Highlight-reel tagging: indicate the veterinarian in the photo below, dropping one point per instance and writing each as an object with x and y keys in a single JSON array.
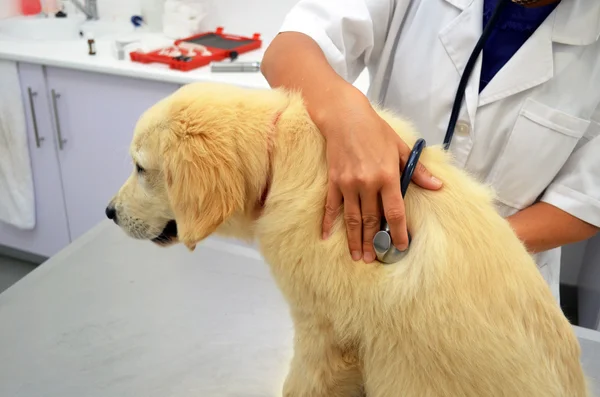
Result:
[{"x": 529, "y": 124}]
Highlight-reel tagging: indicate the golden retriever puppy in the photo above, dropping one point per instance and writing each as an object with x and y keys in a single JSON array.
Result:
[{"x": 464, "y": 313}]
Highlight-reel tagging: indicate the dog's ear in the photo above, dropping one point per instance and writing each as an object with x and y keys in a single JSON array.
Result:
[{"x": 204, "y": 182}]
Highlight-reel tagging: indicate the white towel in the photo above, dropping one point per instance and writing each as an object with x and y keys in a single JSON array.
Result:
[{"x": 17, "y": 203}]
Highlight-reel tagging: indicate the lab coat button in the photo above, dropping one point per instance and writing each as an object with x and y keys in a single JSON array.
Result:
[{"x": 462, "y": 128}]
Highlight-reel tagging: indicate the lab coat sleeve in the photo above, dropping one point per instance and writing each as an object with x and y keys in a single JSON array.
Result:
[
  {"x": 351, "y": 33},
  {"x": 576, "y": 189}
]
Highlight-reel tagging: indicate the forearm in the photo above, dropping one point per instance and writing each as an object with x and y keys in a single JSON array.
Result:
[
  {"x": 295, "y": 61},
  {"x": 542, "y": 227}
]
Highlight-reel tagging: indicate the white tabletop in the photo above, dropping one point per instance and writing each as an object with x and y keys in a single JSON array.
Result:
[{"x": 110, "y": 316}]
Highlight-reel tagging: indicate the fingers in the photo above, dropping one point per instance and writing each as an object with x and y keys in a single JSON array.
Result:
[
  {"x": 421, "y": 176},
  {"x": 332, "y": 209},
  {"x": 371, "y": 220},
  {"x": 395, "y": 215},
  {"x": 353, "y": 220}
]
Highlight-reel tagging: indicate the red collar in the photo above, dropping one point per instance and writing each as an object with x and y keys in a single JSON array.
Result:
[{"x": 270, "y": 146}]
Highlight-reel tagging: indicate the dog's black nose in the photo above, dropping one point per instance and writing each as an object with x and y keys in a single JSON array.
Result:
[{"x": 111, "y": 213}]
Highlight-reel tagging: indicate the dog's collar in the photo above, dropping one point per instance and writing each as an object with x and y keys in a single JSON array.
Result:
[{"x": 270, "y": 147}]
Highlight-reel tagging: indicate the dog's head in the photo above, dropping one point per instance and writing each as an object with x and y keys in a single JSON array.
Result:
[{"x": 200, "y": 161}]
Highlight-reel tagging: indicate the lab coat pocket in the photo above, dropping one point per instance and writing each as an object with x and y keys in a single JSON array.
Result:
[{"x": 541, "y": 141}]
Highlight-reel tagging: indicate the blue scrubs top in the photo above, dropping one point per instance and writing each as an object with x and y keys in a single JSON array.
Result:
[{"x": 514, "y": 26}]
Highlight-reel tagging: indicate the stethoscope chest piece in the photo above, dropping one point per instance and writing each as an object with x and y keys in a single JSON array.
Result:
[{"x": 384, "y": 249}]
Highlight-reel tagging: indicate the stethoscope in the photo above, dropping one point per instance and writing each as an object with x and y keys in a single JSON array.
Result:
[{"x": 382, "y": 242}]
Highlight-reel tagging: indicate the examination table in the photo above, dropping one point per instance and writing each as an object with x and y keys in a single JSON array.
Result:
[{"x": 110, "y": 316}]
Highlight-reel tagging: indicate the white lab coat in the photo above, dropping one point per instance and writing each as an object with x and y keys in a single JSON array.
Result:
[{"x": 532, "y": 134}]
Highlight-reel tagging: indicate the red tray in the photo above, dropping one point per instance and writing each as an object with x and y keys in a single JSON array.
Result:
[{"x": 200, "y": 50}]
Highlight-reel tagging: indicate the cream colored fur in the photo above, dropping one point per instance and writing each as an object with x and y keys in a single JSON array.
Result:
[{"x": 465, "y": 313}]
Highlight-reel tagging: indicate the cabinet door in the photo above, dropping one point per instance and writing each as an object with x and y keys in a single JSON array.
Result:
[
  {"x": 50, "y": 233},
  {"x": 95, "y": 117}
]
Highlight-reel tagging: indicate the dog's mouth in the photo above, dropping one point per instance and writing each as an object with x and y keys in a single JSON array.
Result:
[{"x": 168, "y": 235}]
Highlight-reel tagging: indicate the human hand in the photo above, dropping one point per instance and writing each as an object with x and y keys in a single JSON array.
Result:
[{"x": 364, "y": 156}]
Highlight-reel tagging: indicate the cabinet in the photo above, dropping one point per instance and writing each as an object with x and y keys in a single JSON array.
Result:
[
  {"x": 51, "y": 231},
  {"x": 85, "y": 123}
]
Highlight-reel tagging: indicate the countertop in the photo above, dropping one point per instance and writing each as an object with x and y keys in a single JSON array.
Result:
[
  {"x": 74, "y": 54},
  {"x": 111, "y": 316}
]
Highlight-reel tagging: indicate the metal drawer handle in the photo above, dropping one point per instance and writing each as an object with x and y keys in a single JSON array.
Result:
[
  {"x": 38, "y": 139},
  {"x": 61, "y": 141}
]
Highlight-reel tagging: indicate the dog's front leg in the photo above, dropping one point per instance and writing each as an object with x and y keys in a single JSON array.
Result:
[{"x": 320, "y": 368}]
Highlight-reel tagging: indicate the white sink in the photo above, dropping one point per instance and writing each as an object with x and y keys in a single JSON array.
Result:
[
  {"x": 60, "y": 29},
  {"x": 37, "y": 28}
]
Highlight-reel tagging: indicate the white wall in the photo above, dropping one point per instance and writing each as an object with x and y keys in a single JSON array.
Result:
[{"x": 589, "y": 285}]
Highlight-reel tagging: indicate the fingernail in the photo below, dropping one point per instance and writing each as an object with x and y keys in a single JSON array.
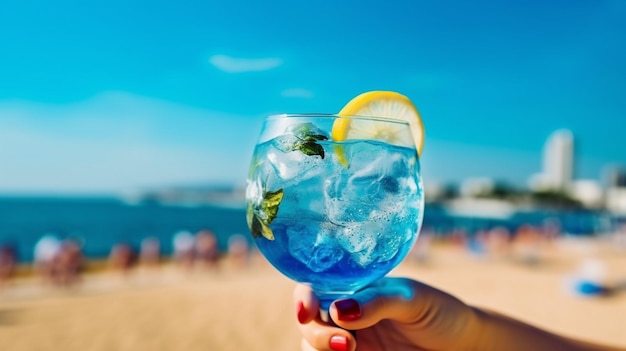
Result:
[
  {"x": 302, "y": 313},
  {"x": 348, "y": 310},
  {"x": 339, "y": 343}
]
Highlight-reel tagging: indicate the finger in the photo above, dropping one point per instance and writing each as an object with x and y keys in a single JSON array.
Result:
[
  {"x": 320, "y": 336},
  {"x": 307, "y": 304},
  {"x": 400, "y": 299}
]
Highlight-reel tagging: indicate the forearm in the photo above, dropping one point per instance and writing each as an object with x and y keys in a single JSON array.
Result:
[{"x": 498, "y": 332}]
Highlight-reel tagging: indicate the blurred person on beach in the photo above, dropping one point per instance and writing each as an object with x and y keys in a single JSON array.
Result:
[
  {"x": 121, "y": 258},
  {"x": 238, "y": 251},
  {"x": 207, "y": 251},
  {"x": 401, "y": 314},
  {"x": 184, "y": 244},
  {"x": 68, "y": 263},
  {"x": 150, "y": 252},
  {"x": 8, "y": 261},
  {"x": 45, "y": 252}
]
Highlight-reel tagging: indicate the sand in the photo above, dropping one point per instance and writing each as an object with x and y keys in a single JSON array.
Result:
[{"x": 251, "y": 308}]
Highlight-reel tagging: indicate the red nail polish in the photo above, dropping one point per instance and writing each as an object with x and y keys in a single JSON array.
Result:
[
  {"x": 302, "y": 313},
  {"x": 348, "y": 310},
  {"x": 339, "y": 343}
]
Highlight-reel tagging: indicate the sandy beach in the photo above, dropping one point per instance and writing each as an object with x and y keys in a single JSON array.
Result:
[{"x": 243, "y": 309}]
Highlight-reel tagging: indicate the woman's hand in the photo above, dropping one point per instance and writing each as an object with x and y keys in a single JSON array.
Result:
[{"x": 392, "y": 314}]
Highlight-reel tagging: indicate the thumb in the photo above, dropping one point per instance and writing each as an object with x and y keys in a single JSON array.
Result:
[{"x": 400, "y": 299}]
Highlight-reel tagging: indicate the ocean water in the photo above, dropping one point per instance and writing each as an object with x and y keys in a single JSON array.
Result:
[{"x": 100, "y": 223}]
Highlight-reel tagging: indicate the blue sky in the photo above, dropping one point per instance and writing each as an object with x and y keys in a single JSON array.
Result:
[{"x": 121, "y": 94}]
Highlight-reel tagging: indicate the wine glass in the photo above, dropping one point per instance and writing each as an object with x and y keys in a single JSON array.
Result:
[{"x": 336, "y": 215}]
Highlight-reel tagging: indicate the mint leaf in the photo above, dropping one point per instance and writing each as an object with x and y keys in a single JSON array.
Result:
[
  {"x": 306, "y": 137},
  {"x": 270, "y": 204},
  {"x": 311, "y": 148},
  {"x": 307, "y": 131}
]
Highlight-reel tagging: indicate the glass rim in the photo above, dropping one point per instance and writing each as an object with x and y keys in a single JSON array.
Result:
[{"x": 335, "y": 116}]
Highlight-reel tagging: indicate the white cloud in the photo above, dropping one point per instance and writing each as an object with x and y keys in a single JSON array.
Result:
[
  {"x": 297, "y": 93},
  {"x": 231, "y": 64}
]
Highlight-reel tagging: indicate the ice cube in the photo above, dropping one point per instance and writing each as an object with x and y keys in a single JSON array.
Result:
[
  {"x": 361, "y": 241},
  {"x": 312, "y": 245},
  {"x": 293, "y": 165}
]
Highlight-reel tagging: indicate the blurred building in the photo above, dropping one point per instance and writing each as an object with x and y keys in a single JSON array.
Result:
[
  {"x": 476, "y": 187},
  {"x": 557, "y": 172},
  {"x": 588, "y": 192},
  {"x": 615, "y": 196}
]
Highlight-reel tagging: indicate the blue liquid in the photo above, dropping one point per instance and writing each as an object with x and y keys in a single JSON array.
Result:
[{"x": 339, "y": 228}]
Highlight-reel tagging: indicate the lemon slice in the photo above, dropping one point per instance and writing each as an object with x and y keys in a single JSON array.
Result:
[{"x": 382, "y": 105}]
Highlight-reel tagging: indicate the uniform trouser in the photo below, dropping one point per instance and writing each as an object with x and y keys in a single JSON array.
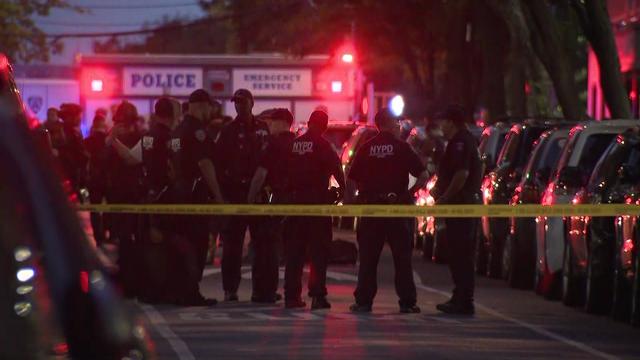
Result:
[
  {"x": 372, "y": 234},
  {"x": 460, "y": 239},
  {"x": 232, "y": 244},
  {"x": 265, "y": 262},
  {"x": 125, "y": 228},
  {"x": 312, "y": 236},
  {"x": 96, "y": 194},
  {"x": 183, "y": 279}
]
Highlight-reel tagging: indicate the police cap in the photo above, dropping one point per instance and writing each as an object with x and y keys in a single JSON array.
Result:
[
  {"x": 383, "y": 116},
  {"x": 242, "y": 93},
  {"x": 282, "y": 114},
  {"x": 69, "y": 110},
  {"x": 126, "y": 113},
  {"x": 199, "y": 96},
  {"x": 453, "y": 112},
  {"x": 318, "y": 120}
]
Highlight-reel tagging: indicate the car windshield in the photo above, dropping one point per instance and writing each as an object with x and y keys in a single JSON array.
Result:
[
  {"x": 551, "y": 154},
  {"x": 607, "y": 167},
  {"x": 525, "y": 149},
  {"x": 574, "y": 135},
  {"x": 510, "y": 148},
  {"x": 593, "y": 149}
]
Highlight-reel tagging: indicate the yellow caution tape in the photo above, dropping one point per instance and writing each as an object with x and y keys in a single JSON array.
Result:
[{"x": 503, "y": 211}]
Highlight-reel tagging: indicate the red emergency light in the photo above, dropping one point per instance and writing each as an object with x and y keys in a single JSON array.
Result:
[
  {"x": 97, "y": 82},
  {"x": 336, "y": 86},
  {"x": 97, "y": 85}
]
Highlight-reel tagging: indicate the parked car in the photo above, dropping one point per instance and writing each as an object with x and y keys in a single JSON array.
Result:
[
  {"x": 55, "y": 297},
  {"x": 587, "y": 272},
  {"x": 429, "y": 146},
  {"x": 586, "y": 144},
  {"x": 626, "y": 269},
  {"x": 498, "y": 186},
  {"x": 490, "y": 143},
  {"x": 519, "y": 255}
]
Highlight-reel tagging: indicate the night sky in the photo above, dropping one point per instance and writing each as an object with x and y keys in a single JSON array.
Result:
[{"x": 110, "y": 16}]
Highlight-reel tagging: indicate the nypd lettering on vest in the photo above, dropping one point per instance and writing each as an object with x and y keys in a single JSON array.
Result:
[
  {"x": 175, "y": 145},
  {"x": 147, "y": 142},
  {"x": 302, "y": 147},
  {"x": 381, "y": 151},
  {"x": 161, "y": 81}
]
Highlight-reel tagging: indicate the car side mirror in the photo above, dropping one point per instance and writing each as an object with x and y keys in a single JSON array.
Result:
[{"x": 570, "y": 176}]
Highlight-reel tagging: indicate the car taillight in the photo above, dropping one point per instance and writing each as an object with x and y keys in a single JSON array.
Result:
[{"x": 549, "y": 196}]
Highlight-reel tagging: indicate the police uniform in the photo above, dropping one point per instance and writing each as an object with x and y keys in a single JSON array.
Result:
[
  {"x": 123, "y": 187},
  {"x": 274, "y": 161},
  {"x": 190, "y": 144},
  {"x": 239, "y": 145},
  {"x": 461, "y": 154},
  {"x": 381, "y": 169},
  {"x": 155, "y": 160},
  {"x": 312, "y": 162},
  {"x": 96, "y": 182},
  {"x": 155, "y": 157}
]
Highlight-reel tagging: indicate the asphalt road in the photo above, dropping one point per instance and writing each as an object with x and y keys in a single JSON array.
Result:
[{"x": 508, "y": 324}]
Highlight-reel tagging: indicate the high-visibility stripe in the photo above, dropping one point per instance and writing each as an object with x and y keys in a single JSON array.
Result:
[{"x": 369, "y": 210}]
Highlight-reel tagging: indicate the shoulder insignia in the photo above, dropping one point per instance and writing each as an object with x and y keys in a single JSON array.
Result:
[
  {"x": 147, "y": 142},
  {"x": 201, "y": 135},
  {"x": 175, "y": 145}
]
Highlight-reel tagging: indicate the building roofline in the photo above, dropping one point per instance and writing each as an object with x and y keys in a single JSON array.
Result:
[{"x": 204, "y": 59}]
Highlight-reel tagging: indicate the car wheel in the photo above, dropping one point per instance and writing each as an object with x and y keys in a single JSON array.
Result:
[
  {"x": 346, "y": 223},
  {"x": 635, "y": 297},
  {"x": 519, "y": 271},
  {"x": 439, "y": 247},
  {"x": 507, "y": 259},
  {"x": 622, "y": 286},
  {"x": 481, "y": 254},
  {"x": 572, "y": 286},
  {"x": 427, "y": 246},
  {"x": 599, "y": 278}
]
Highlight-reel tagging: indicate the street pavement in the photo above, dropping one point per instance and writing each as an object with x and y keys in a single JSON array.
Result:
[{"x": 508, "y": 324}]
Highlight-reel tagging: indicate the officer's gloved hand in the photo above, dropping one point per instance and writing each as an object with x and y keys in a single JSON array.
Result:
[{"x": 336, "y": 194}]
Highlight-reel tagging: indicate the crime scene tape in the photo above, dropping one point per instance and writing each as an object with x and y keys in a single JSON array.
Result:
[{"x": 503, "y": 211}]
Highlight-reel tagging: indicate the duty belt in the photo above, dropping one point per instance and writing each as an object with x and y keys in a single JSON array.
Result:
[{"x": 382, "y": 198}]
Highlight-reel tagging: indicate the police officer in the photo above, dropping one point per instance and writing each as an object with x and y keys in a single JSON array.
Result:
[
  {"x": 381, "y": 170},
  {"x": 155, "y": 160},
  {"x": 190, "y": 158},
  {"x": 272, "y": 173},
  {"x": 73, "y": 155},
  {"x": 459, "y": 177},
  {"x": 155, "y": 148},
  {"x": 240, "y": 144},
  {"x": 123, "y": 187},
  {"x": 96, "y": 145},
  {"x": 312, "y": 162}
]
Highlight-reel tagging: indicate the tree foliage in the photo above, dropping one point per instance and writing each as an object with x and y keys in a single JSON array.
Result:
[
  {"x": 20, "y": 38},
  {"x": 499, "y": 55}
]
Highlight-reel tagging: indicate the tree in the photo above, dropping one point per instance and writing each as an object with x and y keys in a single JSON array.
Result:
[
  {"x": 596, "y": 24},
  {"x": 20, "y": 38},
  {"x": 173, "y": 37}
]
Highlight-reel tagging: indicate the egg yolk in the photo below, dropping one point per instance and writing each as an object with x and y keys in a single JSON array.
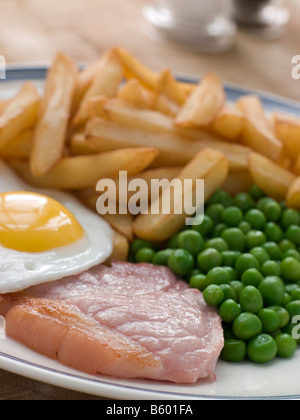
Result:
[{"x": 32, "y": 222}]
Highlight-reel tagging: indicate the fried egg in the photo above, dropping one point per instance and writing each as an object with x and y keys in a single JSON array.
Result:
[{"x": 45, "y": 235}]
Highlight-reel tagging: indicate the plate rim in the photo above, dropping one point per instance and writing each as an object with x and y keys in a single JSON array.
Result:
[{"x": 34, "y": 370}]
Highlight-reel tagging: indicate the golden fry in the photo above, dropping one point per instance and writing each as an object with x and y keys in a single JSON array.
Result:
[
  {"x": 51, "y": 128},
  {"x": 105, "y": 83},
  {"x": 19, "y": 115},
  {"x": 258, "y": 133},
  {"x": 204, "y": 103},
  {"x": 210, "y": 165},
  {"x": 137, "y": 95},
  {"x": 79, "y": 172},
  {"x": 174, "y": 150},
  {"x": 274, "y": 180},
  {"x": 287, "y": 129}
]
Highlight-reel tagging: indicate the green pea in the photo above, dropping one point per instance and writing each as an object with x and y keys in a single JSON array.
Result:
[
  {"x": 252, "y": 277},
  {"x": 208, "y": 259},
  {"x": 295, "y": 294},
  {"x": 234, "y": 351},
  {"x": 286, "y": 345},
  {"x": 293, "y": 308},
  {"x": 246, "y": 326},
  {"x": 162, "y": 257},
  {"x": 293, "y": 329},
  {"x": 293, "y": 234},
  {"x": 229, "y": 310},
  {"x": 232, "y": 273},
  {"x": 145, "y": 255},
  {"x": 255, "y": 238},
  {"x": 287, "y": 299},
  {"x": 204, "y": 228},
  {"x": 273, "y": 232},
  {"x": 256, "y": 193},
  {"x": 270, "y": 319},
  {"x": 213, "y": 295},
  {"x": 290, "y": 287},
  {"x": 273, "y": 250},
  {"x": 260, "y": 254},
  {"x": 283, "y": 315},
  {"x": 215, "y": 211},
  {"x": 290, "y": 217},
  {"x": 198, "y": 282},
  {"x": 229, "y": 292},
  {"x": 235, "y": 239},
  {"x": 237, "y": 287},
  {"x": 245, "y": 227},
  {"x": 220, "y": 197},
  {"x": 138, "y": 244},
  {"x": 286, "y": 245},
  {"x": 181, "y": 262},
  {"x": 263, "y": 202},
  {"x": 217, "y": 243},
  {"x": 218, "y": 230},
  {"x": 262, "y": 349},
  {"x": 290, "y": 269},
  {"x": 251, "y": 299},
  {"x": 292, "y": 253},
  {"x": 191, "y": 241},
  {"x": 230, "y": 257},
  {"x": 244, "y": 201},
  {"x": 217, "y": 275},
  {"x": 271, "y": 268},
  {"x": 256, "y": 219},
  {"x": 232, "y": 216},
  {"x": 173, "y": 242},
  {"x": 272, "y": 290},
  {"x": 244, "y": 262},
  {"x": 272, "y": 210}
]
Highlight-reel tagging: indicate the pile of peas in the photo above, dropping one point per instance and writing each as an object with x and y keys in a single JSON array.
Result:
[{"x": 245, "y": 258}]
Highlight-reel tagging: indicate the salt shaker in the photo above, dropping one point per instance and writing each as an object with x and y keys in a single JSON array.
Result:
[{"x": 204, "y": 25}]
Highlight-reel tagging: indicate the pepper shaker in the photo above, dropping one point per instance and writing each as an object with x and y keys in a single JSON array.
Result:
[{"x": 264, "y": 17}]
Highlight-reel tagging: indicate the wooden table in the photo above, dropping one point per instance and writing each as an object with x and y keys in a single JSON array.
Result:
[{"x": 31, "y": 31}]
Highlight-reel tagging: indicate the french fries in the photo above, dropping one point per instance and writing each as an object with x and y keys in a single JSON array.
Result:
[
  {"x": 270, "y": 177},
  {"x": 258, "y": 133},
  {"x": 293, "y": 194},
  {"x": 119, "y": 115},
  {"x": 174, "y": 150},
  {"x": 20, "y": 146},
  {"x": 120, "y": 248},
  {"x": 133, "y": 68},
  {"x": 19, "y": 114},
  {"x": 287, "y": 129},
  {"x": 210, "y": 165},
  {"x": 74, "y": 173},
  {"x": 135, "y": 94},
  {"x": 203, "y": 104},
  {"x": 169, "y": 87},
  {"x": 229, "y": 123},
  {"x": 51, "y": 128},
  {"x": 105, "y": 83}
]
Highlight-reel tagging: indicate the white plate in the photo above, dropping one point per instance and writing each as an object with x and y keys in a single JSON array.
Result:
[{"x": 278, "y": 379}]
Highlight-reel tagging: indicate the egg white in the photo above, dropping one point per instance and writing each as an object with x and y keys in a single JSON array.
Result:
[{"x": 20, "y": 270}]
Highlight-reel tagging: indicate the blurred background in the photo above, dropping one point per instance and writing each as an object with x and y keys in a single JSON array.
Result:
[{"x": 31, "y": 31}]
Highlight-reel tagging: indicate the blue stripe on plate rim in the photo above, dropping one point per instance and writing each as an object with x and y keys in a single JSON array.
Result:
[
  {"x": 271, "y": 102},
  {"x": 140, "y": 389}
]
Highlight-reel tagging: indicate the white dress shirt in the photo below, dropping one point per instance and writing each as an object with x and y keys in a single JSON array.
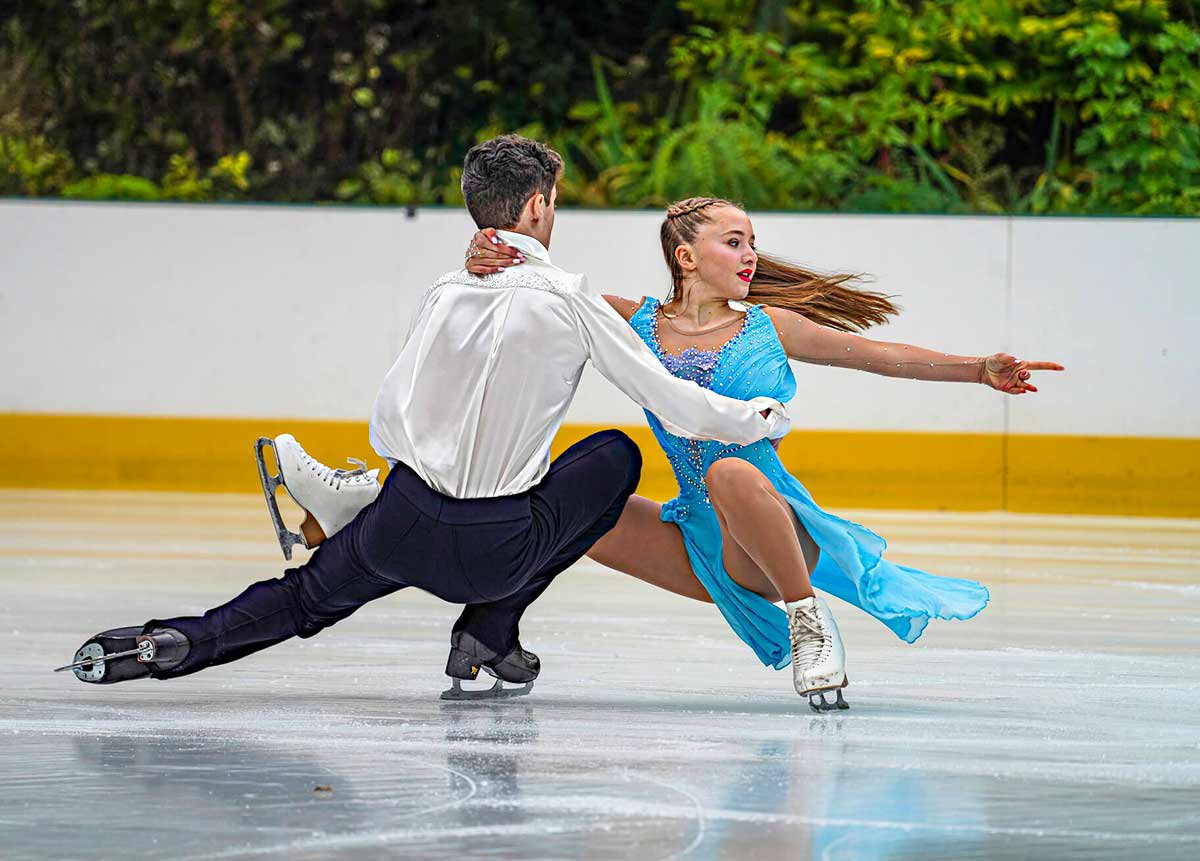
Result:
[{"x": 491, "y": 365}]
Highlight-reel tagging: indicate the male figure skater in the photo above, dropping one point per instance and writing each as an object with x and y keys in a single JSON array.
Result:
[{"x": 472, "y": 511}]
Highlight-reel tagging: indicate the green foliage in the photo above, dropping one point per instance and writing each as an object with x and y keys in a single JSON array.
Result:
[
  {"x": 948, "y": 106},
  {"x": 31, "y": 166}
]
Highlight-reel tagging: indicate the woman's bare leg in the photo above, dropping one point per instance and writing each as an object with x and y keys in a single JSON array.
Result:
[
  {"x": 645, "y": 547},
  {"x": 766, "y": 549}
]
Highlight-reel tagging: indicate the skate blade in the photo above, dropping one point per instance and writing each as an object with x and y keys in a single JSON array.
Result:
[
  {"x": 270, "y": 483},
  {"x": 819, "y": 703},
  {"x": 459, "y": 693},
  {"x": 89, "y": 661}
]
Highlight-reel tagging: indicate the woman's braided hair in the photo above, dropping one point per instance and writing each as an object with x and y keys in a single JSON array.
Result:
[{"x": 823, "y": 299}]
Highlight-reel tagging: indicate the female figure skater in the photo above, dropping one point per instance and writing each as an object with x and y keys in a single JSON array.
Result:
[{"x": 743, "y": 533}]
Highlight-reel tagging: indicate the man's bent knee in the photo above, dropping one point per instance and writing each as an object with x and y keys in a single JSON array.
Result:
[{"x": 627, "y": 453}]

■ Written instruction ■
Print exactly the lines above, starting at the line that contains "Highlight-reel tagging: indicate the male" and ending with the last line of the records, both included.

■ Problem solution ■
Highlight-reel tagging: indicate the male figure skater in the photo above, dropping one point per instance and writing each as an object with x and y keys in a single JSON array.
Result:
[{"x": 472, "y": 511}]
Highlight-reel tagging: indicate the green foliage in the photo above, dropping one point per instance and writing each as an object with x and y keys in a single JSON array.
Result:
[
  {"x": 948, "y": 106},
  {"x": 31, "y": 166}
]
Highlight-reel tagging: indicate the woman's bare leg in the photo above, dropping one point per instance and writing each as an object with x and y keys in a single JSON array.
Result:
[
  {"x": 645, "y": 547},
  {"x": 766, "y": 549}
]
Highlight-reel tagging: indicate the skate blade in the photo above, dropping one point per instance and writing each as an object with x and y keys in a single JSON array.
Result:
[
  {"x": 270, "y": 483},
  {"x": 819, "y": 703},
  {"x": 459, "y": 693},
  {"x": 89, "y": 661}
]
Highlight-reel tagging: indicate the woman's braided hair in the photo above, dropping one point per instance and writing each as an object with x and y keys in a single JSON array.
Result:
[{"x": 823, "y": 299}]
Highlight-reel tagging: indicate the female figure skater in the photo above, dropping one point per instance and writing each as an object with x and y keys in a single JSON array.
Result:
[{"x": 743, "y": 533}]
Highlight-reel tagging: indicate the man's bent knee in the photo above, dropping one point per instance and writing each as an object with x and y keys in a single JSON array.
Result:
[{"x": 627, "y": 453}]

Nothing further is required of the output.